TO DO ::
Would you transcribe exactly the lines below, starting at the one that contains "Query: white sneaker" and ending with the last line, both included? Leave out all other lines.

(Natural-language object grounding data)
((
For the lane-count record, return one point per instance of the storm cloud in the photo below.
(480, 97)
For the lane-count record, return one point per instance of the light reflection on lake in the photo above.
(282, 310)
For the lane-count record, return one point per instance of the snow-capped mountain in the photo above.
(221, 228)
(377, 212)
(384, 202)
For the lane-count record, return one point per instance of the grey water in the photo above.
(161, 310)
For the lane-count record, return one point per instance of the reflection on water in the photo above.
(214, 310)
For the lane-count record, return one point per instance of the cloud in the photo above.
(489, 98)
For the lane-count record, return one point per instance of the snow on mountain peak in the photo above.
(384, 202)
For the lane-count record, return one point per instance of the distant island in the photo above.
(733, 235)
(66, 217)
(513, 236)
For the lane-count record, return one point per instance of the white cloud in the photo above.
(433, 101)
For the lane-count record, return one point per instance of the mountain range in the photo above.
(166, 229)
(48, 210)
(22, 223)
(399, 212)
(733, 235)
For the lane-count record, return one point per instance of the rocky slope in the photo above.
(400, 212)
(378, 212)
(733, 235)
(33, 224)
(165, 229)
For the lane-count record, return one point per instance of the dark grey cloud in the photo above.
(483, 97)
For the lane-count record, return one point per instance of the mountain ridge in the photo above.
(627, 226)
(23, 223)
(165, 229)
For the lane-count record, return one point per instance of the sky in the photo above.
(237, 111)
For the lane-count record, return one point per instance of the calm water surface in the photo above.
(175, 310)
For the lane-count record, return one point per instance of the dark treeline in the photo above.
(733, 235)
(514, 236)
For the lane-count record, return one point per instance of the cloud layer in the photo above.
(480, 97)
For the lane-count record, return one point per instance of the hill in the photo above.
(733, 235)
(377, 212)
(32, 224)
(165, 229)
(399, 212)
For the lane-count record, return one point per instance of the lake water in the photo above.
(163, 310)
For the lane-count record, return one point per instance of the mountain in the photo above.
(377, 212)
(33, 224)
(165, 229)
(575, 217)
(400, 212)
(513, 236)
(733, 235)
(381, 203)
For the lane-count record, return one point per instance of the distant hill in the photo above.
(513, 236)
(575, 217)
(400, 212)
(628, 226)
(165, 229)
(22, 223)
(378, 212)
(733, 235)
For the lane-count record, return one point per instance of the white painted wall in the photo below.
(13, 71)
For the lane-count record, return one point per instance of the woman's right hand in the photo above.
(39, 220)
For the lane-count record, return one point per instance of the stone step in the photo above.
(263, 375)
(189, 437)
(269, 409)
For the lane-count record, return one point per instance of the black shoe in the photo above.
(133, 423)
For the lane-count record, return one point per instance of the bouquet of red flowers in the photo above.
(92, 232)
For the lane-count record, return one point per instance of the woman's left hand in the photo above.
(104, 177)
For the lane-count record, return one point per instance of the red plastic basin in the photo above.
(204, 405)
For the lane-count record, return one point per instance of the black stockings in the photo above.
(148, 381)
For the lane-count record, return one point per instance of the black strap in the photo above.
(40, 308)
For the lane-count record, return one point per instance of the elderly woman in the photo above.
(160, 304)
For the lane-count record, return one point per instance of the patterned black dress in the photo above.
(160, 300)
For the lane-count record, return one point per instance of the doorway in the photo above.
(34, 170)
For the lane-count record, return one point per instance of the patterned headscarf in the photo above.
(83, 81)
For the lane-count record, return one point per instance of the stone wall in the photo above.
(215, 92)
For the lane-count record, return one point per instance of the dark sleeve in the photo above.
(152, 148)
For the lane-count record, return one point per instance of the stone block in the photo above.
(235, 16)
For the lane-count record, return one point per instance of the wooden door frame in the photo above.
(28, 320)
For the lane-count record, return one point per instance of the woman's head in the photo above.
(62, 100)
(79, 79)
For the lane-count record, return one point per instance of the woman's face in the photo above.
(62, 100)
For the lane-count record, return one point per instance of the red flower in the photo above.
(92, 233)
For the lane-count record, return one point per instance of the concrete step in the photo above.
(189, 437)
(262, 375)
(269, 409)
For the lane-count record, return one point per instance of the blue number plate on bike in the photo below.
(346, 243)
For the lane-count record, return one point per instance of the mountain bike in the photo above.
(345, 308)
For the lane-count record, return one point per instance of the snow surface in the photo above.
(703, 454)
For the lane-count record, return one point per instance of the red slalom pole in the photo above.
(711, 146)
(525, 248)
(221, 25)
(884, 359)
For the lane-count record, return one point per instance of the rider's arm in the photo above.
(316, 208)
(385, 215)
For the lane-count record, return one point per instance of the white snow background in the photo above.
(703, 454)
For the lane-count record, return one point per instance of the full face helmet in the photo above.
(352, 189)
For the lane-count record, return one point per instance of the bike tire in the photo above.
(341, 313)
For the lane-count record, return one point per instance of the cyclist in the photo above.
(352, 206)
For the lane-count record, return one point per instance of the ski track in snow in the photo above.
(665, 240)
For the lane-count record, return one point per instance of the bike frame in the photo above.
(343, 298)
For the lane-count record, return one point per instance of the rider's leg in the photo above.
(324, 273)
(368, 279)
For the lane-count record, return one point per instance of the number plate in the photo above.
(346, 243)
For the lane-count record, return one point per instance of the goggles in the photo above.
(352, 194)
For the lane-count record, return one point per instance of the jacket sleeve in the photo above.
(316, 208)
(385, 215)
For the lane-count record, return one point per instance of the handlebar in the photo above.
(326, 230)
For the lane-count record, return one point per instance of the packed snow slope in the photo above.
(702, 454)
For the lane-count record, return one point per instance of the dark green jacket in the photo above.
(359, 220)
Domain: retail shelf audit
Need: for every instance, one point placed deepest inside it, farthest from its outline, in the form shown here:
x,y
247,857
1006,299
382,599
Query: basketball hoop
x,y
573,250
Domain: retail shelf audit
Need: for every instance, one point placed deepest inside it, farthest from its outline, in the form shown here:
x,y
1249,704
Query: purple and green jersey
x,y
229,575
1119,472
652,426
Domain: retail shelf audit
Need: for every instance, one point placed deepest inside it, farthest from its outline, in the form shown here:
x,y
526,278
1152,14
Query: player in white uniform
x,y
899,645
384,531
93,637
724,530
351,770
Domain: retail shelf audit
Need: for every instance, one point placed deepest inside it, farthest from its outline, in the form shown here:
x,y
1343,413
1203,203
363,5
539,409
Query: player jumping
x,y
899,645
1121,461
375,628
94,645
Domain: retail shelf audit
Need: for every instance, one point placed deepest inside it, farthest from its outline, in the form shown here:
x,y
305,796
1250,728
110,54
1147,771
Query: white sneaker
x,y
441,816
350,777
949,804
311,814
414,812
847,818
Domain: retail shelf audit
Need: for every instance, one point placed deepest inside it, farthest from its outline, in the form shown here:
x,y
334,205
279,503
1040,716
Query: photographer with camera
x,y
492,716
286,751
))
OUTPUT BELOW ::
Query: white sneaker
x,y
441,816
350,777
949,804
311,814
414,812
847,818
Domain: retail shelf audit
Need: for every instance, one point placed deepest inside it, farthest from its outline, in the form shown here:
x,y
334,205
279,503
1040,716
Query: photographer with camera
x,y
492,716
286,751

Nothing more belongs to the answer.